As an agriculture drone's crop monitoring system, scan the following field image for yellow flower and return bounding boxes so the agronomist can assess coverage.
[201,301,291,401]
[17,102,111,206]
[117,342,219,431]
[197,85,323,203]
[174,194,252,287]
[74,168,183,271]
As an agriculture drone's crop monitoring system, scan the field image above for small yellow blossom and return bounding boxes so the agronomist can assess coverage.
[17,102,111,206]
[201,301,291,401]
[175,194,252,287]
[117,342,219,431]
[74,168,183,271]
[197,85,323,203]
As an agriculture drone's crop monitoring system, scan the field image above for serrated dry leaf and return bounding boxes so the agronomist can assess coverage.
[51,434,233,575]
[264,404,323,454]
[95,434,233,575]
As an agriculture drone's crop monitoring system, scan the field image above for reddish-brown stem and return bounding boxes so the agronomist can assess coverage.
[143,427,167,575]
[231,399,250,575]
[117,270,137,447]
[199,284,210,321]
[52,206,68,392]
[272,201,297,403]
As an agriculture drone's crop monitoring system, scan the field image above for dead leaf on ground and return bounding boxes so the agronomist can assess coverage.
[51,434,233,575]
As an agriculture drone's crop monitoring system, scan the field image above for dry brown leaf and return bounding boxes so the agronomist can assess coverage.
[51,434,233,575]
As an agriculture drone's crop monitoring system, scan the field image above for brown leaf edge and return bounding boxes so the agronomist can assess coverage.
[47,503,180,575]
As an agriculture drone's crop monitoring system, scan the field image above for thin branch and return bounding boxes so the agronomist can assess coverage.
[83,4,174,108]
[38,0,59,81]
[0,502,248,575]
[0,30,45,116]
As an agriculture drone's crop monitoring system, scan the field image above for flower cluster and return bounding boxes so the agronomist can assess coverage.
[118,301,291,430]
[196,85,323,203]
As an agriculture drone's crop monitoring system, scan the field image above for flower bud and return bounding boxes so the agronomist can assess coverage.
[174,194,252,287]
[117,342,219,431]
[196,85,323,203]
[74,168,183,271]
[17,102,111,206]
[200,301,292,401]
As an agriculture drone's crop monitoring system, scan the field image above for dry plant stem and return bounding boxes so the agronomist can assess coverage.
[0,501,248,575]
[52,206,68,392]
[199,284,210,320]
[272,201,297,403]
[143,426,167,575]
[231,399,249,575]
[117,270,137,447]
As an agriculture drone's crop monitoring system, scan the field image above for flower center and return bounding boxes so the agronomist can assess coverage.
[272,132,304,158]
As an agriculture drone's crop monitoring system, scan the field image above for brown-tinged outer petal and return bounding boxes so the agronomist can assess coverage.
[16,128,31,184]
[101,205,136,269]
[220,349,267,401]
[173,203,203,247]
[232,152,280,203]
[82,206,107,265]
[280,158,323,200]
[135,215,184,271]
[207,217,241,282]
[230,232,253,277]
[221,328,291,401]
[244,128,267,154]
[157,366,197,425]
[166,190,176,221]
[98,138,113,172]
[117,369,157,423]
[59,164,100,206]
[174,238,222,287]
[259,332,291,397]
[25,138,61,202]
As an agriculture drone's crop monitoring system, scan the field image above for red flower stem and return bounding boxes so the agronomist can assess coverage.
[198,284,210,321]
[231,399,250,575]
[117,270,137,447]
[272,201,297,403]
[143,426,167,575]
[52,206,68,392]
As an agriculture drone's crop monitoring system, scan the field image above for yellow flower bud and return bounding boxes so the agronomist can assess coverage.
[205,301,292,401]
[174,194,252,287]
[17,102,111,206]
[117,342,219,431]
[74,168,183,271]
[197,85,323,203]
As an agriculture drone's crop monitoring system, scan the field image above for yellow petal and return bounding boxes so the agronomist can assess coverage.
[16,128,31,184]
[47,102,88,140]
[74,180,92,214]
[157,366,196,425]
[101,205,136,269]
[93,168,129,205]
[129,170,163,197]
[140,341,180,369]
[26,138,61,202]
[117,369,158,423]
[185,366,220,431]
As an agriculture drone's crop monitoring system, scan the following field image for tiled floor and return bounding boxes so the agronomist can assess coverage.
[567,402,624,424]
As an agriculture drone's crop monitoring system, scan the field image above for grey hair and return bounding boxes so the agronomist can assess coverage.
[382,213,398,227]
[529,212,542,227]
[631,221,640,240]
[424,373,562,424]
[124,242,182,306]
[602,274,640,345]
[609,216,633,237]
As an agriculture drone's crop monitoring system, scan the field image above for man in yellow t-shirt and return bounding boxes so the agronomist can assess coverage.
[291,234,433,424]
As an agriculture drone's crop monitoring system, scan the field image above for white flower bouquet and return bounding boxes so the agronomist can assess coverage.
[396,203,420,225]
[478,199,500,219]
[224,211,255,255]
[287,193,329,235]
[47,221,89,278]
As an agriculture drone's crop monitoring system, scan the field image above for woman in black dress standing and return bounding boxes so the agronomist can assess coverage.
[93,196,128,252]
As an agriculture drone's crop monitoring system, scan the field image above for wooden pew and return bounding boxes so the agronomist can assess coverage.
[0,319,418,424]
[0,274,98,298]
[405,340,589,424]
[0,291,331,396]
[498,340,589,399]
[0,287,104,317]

○ ○ ○

Render every row above as a numbered list, leaving out any blank lines.

In response:
1. As an agriculture drone's crop monitoring system, scan the following field image for yellow flower and return bounding boxes so the agronomist can assess coverage.
2. [201,301,291,401]
3. [17,102,111,206]
4. [117,342,219,431]
5. [197,85,323,203]
6. [174,194,252,287]
7. [74,168,183,271]
8. As an agriculture drone's crop monitoring system, scan the field image above for small yellow blossom and return bounding boxes so the agronomist can assess coverage.
9. [17,102,111,206]
10. [201,301,291,401]
11. [175,194,252,287]
12. [117,342,219,431]
13. [74,168,183,271]
14. [197,85,323,203]
15. As an agriculture drone's crop monitoring system, scan the field image above for serrated dry leaf and return bounding boxes so the agronomist can assess coverage.
16. [51,434,233,575]
17. [264,404,323,454]
18. [95,434,233,575]
19. As an agriculture drone's crop monitoring system, scan the field image above for reddish-brown stem and return bounding boxes so the agronomist can assess coverage.
20. [143,427,167,575]
21. [231,399,250,575]
22. [117,270,137,447]
23. [199,284,210,321]
24. [52,206,68,392]
25. [272,201,297,403]
26. As an agriculture drone's crop monitoring system, scan the field image above for dead leaf on ground and return bounding boxes so the agronomist can assess coverage.
27. [51,434,233,575]
28. As an agriculture drone's crop monitoring system, scan the field image above for dry brown leaf and return bounding boxes so the agronomist can assess coverage.
29. [51,434,233,575]
30. As an agriculture drone's crop monitoring system, scan the field image above for brown leaf edge and return bounding boxes so the agronomist can assess coverage.
31. [47,503,180,575]
32. As an agriculture drone's crop monitoring system, scan the field image above for thin branch and return bounding boxes so the agronomist can assess coverage.
33. [83,4,174,108]
34. [38,0,59,81]
35. [0,502,248,575]
36. [0,30,45,116]
37. As an agriculture drone's crop monitoring system, scan the field image above for flower cluster and return bounding boxes so the agronomist can assess coverage.
38. [118,301,291,430]
39. [196,85,323,203]
40. As an agriculture drone's crop monitoring system, scan the field image above for flower bud and return bounding boxes so the agronomist can assess coverage.
41. [174,194,252,287]
42. [117,342,219,431]
43. [196,85,323,203]
44. [74,168,183,271]
45. [17,102,111,206]
46. [200,301,292,401]
47. As an agriculture drone's crop monitoring system, scan the field image above for dry plant stem and return bounding boxes so the agronomist can assess coverage.
48. [0,501,248,575]
49. [52,206,68,392]
50. [199,284,210,320]
51. [272,201,297,403]
52. [143,426,167,575]
53. [231,399,249,575]
54. [117,270,137,447]
55. As an agriculture drone's crop monitoring system, scan the field image above for flower center and return bounding boxes so the agronomist can assess coverage.
56. [272,132,304,158]
57. As an agriculture drone's crop monitoring system, scan the field image above for brown-tinged outer petal and return bounding boxes so the agronomist can assess coverage.
58. [16,128,31,184]
59. [101,205,136,269]
60. [220,349,267,401]
61. [173,203,203,247]
62. [232,152,280,203]
63. [82,206,107,265]
64. [280,158,323,200]
65. [135,215,184,271]
66. [207,217,241,282]
67. [230,232,253,277]
68. [221,328,291,401]
69. [244,128,267,154]
70. [157,366,197,425]
71. [166,190,176,221]
72. [98,138,113,172]
73. [117,369,157,423]
74. [59,164,100,206]
75. [174,238,222,287]
76. [259,332,291,397]
77. [25,138,61,202]
78. As an agriculture drone's crop monitoring system, scan the field image above for red flower stem and return bounding boxes so the agronomist can assess coverage.
79. [198,284,210,321]
80. [231,399,250,575]
81. [117,270,137,447]
82. [272,201,297,403]
83. [143,426,167,575]
84. [52,206,68,392]
85. As an agriculture drone's crop monitoring system, scan the field image above for yellow flower bud and return bounding boxes so the agronomist can assess coverage.
86. [205,301,292,401]
87. [174,194,252,287]
88. [17,102,111,206]
89. [117,342,219,431]
90. [74,168,183,271]
91. [197,85,323,203]
92. As an agriculture drone's crop monitoring system, scan the field image above for yellow petal and return bounding boxes so the agronomist can assess coverage.
93. [16,128,31,184]
94. [47,102,88,140]
95. [74,180,92,214]
96. [157,366,196,425]
97. [101,205,136,269]
98. [93,168,129,205]
99. [129,170,163,197]
100. [140,341,180,369]
101. [26,138,61,202]
102. [117,369,158,423]
103. [185,366,220,431]
104. As an agriculture drone's crop monitoring system, scan the following field image for tiled floor and return bounding boxes so the agronomist can assess coverage.
105. [567,402,624,424]
106. As an agriculture drone's crop monitoring system, scan the field image above for grey hair and return bounding boxes so the agronomist can assess coverage.
107. [382,213,398,227]
108. [529,212,542,227]
109. [631,221,640,240]
110. [424,373,562,424]
111. [124,242,182,306]
112. [602,274,640,345]
113. [609,216,633,237]
114. As an agriculture drone's crop monitoring system, scan the field image above for man in yellow t-shirt and return bounding boxes so the agronomist can assess coverage.
115. [291,234,433,424]
116. As an agriculture drone's crop monitoring system, scan the field image above for white flower bouquet and return bounding boxes so the agronomist can assess coverage.
117. [396,203,420,225]
118. [478,199,500,219]
119. [224,211,255,255]
120. [287,193,329,235]
121. [47,221,89,278]
122. As an agriculture drone's crop monitoring system, scan the field image above for woman in black dress standing and return bounding boxes so the agronomist can assess coverage.
123. [93,196,128,252]
124. As an agriculture drone's crop monitoring system, scan the field image above for wooden pew and return bounding boxes so the agronomist can assess coverage.
125. [0,319,418,424]
126. [0,274,98,298]
127. [405,340,589,424]
128. [0,291,331,396]
129. [498,340,589,399]
130. [0,287,104,317]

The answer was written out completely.